-------- TEXT BLOCK --------

Tuesday, February 17, 2015

A Church Without God - The Excommunication of John Dehlin


Since leaving Mormonism in 2010, and subsequently resigning my membership in 2012, I have kept watch and remained interested in the progressive Mormon movement within the religion of my youth. It has been a grassroots movement led by intellectuals, historians, feminists, LGBT-allies, and those that yearn for greater equality and diversity. They are believers in “big-tent” Mormonism and want their church to be a refuge for all that are weary, despised, rejected, and disenfranchised rather than a church that welcomes only the few “elect” who step in line and embrace the status quo. One may wonder why I have continued to engage in the dialog after leaving my faith. For those that are curious, I have two reasons:

I. After coming out, I've felt obligated to do what I can to stop the damage
I know from first-hand experience what it is like for a gay kid to grow up in the LDS Church. I know the damage it causes. I know the agony of sleepless nights. I know the hopelessness and the isolation. I know how it feels to be a shell of a person. I know what it means to hate yourself. I know the deafening silence of unanswered prayers. I know the emptiness and the feeling of total worthlessness accompanied by the realization that God has abandoned you. 

I’ve sat in church and felt the cutting pain inflicted by words, sharp as knives, hurled from the pulpit. I watched and listened to trusted leaders and fellow believers call my love “counterfeit” and unite to strip it of dignity and kick it to the gutter. I know what it is like to believe that if people ever found out, they could never love me. I've faced the paralyzing possibility of losing everyone and everything that matters to me. I've read the damning words of men I believed spoke for God. I know how it feels when the only solace left to be found, that last glimmer of hope, rests in the promise of death.

The magnitude of the agony the LDS Church inflicts upon individuals and families in this regard is beyond words. It is spiritual abuse. I feel an obligation to support those in my old church who raise up their voices in defense of those still in the grips of that special kind of hell. To be silent would be akin to refusing to help my younger broken self as he stumbled further into the grips of needless suffering. As an "ex-mormon" however, I am an outsider-- not to be trusted by those on the inside. There is little I can do other than to share my story.
II. I have historically expected more from the community I loved
I still want to believe that the people who once embraced me as family— the ones who sat with me in church, who raised and taught me to be good and decent, who sacrificed and served, and who strive to do what is right—  I still want to believe that they stand for what is good and true. I want to believe that if only they saw the whole picture, they would stop singing “all is well,” and instead, with heavy hearts and deep concern, rise up and not only challenge themselves to do more and be better, but to demand a revolution in their Church which would align their actions with the words they claim to believe and fundamentally change the way they interacted with people who are different from them.

--------

WRITTEN PROBLEM A: In what year did the writer of the blog post resign their membership?
WRITTEN PROBLEM B: Reproduce everything in the blog post from "I. After coming" down to "has abandoned you.".
The rows after this point have no connection to the blog post.

-------- DATASET RECORDS --------

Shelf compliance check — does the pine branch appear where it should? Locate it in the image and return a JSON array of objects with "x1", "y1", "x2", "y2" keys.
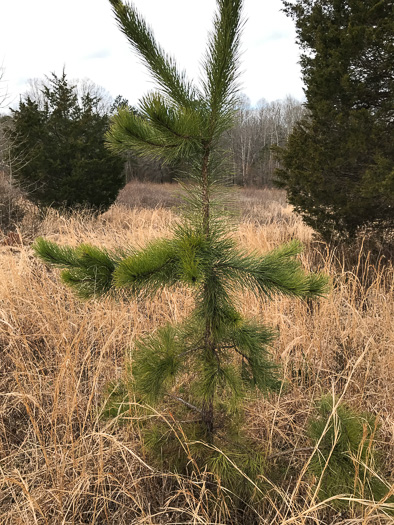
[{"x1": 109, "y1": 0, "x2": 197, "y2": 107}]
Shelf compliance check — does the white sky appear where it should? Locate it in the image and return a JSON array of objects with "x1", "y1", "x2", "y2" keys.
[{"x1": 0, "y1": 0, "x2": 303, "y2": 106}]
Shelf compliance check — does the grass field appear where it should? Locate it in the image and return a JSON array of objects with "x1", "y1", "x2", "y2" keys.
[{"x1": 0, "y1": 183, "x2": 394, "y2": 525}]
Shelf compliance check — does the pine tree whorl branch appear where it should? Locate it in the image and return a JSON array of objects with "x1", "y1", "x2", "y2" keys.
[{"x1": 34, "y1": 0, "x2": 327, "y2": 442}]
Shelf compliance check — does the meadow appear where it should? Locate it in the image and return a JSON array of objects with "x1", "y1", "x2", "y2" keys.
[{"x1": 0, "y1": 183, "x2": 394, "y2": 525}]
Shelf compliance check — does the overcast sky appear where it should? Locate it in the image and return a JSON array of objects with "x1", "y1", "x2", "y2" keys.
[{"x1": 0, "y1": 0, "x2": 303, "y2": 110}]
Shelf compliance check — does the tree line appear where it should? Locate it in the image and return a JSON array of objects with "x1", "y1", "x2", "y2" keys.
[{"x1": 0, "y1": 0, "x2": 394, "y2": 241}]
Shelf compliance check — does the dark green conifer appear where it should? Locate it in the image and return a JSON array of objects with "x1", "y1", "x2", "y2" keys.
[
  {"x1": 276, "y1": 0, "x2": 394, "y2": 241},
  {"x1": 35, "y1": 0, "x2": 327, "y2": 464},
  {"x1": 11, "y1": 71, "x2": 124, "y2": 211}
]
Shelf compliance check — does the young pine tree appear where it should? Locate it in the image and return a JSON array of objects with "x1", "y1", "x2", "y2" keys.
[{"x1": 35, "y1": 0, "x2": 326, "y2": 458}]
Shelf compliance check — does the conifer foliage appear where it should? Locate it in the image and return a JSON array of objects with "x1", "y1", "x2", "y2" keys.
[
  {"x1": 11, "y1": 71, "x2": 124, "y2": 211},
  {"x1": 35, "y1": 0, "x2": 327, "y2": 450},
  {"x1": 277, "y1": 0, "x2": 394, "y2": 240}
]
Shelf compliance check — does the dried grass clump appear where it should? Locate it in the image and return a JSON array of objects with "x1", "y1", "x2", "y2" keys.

--------
-------- DATASET RECORDS --------

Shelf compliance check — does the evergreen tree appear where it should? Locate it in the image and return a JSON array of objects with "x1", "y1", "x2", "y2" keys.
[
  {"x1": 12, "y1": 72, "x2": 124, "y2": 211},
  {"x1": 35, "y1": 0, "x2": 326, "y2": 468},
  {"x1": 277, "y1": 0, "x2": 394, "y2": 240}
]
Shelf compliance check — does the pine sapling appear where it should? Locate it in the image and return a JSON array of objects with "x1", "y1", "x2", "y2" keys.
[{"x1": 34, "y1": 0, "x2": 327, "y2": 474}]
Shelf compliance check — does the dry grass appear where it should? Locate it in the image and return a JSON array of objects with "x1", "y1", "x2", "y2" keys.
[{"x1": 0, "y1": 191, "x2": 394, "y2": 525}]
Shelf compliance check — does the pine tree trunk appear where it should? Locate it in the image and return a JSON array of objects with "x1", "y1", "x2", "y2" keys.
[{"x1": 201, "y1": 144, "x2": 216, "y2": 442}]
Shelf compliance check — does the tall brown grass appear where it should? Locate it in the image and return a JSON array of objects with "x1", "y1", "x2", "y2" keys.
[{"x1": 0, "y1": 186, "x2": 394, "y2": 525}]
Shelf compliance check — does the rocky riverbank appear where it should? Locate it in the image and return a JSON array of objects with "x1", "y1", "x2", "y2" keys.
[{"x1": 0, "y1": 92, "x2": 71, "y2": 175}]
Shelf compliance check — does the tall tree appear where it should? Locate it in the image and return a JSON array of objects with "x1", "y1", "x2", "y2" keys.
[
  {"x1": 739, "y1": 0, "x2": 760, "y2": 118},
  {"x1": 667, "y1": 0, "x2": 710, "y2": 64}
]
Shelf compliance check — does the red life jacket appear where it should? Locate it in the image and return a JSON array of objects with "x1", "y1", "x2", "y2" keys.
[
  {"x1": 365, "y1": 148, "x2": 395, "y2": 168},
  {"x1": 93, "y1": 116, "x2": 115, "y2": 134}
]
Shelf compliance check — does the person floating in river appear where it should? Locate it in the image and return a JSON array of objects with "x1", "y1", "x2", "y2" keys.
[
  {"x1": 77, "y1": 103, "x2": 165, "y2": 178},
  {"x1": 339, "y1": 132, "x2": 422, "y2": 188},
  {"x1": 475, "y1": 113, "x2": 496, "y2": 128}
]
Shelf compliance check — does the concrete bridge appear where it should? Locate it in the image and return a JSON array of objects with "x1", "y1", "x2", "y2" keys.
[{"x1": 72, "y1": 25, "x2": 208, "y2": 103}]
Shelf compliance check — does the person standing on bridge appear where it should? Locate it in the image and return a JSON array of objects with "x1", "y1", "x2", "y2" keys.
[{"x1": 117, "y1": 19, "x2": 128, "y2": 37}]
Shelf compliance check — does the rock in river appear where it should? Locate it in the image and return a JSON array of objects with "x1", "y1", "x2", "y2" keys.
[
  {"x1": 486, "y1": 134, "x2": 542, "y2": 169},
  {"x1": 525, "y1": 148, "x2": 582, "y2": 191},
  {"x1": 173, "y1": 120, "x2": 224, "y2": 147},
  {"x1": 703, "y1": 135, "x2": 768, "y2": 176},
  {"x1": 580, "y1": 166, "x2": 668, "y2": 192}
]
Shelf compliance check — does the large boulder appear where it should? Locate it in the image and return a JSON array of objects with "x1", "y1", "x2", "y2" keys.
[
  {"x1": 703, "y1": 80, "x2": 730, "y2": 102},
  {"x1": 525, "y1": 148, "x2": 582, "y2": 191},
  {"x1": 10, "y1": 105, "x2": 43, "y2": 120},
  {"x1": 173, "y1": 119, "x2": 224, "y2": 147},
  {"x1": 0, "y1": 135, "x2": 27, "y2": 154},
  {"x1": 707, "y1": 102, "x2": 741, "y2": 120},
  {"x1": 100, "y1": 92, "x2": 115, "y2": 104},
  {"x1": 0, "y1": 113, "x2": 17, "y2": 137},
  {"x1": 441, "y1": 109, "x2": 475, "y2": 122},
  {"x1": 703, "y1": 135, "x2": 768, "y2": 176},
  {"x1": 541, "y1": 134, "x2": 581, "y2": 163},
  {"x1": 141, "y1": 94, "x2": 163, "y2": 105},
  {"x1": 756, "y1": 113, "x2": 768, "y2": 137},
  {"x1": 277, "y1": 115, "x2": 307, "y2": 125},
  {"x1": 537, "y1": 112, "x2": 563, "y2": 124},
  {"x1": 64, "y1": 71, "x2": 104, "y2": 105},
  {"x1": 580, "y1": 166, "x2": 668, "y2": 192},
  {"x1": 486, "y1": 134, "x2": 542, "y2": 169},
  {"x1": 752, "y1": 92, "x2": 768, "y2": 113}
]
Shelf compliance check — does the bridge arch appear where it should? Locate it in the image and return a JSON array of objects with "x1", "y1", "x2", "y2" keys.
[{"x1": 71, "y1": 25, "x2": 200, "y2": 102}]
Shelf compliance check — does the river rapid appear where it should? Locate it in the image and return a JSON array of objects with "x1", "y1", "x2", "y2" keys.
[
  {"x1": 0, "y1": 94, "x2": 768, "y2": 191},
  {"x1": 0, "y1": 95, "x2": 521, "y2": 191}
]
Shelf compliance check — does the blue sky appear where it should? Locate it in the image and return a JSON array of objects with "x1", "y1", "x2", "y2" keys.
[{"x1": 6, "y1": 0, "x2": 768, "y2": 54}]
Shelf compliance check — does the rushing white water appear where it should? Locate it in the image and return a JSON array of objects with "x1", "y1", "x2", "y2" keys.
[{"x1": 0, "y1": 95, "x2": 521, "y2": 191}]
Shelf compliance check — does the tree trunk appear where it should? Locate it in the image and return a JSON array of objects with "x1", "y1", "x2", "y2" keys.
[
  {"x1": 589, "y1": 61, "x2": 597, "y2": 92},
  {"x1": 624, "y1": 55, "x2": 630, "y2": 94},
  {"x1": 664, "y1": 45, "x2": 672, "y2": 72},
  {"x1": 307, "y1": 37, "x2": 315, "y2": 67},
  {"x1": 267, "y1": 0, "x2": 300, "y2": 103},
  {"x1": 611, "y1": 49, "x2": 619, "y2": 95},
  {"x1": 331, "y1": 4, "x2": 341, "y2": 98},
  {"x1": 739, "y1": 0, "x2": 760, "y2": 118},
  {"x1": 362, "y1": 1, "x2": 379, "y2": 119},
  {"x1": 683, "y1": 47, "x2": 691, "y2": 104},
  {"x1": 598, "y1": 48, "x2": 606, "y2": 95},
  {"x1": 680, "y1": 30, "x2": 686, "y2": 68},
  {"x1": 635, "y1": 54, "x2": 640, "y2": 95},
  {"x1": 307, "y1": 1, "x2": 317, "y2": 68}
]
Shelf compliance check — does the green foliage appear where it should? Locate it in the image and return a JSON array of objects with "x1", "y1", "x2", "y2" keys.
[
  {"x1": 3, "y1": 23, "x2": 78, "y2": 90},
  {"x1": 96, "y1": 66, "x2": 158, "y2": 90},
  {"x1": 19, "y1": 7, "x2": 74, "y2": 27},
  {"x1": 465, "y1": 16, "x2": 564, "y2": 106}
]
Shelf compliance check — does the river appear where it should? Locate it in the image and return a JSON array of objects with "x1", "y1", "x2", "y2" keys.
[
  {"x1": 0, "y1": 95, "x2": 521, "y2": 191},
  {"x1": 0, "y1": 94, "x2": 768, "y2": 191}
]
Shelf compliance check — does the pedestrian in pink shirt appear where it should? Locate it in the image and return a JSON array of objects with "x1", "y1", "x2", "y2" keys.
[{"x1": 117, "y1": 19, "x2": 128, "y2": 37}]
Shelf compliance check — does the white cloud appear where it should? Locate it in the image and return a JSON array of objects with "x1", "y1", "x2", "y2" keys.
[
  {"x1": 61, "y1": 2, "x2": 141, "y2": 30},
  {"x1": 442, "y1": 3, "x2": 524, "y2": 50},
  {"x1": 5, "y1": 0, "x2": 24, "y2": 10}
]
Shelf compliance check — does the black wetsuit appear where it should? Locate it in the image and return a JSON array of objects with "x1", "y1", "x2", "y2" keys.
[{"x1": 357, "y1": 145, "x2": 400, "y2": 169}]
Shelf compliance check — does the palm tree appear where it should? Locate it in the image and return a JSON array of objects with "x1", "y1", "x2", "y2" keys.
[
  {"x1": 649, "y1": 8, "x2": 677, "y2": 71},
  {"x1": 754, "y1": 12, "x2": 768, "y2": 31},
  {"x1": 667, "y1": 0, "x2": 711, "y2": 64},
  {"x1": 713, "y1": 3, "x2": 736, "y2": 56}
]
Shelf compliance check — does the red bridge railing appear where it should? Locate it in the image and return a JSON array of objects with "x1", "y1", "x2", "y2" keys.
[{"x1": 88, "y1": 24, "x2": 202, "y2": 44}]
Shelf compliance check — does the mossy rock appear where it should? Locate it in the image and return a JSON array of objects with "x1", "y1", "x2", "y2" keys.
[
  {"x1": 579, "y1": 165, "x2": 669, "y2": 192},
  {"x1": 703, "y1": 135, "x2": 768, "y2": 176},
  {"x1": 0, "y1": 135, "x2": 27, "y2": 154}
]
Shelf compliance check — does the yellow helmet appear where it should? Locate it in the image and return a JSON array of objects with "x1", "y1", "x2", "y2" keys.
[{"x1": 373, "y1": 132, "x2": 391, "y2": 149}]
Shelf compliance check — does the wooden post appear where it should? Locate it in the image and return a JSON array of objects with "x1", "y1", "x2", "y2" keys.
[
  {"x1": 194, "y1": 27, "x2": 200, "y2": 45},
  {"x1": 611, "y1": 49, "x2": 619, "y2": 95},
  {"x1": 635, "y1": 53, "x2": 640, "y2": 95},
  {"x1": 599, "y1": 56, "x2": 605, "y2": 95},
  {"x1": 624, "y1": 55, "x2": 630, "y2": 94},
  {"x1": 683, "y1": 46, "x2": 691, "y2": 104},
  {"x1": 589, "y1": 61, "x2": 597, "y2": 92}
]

--------

FULL ANSWER A: 2012

FULL ANSWER B:
I. After coming out, I've felt obligated to do what I can to stop the damage
I know from first-hand experience what it is like for a gay kid to grow up in the LDS Church. I know the damage it causes. I know the agony of sleepless nights. I know the hopelessness and the isolation. I know how it feels to be a shell of a person. I know what it means to hate yourself. I know the deafening silence of unanswered prayers. I know the emptiness and the feeling of total worthlessness accompanied by the realization that God has abandoned you.